Written problem:
Resume the article below on the challenge to the late-veneer hypothesis, continuing from its final sentence.

Passage given:
□ □ □
FSU geochemist challenges key theory regarding Earth's formation

“According to the late-veneer hypothesis, most of the original iron-loving, or siderophile, elements” -- those elements such as gold, platinum, palladium and iridium that bond most readily with iron -- “would have been drawn down to the core over tens of millions of years and thereby removed from the Earth’s crust and mantle. The amounts of siderophile elements that we see today, then, would have been supplied after the core was formed by later meteorite bombardment. This bombardment also would have brought in water, carbon and other materials essential for life, the oceans and the atmosphere.”

To test the hypothesis, Humayun and his NASA colleagues -- Kevin Righter and Lisa Danielson -- conducted experiments at Johnson Space Center in Houston and the National High Magnetic Field Laboratory in Tallahassee. At the Johnson Space Center, Righter and Danielson used a massive 880-ton press to expose samples of rock containing palladium -- a metal commonly used in catalytic converters -- to extremes of heat and temperature equal to those found more than 300 miles inside the Earth. The samples were then brought to the magnet lab, where Humayun used a highly sensitive analytical tool known as an inductively coupled plasma mass spectrometer, or ICP-MS, to measure the distribution of palladium within the sample.
□ □ □
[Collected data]
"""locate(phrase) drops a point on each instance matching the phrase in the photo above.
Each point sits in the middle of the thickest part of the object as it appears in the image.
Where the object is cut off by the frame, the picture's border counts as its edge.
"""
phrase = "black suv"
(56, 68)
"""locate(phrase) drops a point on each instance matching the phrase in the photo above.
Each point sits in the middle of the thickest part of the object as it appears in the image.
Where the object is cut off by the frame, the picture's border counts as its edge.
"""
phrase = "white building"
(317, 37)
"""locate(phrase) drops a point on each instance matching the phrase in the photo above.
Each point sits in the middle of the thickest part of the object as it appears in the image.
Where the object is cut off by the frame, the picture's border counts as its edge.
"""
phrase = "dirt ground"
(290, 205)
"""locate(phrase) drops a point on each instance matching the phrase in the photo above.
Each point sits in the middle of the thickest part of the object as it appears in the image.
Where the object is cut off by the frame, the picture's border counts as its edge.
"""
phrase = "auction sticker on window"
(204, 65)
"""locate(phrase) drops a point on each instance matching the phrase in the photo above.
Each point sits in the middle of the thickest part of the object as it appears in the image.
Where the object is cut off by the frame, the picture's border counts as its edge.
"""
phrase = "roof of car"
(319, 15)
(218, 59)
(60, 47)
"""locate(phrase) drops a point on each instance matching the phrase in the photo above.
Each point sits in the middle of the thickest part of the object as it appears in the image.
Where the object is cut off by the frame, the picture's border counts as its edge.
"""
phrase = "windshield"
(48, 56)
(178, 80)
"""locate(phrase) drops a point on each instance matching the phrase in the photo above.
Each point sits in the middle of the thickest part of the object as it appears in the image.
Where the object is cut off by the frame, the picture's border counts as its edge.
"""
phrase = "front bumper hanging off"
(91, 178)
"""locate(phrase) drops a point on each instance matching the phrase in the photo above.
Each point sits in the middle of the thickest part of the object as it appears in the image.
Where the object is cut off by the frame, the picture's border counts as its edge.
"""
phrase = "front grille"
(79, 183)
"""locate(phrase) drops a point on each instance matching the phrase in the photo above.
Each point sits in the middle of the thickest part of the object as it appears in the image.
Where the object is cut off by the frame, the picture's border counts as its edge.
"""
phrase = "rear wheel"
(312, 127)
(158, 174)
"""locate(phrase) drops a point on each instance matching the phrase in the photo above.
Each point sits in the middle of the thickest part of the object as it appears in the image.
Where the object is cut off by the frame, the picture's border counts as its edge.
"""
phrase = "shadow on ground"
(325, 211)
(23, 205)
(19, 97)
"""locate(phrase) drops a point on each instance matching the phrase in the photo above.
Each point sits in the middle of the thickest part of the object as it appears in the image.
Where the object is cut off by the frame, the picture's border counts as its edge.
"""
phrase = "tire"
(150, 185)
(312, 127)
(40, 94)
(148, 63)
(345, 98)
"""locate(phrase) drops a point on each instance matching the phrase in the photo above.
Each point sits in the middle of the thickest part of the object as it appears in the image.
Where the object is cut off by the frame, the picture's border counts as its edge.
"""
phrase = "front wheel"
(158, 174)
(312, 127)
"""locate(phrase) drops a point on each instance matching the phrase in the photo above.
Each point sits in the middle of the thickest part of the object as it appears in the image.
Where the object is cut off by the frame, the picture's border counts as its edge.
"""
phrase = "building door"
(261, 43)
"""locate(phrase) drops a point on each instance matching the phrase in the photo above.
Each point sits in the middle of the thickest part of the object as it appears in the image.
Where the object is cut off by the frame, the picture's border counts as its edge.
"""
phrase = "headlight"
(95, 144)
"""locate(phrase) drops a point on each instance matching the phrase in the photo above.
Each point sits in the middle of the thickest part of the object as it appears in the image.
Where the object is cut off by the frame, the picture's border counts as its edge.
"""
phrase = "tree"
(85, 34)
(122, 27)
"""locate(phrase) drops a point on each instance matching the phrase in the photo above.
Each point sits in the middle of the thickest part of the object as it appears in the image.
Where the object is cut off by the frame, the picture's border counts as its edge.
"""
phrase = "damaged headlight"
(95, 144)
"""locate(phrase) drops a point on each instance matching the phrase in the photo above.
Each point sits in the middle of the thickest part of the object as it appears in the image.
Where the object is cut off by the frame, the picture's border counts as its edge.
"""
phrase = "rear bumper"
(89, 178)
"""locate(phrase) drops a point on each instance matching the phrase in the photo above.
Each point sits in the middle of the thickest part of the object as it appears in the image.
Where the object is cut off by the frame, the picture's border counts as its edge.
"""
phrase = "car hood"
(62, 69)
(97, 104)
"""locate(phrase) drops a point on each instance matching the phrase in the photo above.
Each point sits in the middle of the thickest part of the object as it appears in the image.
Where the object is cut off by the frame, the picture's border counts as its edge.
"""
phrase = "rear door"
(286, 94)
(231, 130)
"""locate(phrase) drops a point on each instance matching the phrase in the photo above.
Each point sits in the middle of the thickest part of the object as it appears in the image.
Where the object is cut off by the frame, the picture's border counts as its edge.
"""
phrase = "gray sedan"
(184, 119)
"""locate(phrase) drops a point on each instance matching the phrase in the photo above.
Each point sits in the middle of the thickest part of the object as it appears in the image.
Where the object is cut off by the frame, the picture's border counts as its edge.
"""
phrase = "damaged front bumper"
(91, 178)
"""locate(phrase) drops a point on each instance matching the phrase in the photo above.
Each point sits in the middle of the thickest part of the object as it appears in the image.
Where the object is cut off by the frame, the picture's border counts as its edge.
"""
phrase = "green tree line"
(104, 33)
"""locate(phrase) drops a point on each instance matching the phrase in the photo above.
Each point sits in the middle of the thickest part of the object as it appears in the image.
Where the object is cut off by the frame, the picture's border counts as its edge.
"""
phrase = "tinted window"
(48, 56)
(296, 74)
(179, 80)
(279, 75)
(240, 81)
□ □ □
Response:
“At the highest pressures and temperatures, our experiments found palladium in the same relative proportions between rock and metal as is observed in the natural world,” Humayun said. “Put another way, the distribution of palladium and other siderophile elements in the Earth’s mantle can be explained by means other than millions of years of meteorite bombardment.”

The potential ramifications of his team’s research are significant, Humayun said.

“This work will have important consequences for geologists’ thinking about core formation, the core’s present relation to the mantle, and the bombardment history of the early Earth,” he said. “It also could lead us to rethink the origins of life on our planet.”

The researchers’ Nature Geoscience paper is available for purchase or via subscription at www.nature.com/ngeo/journal/vaop/ncurrent/index.html#le.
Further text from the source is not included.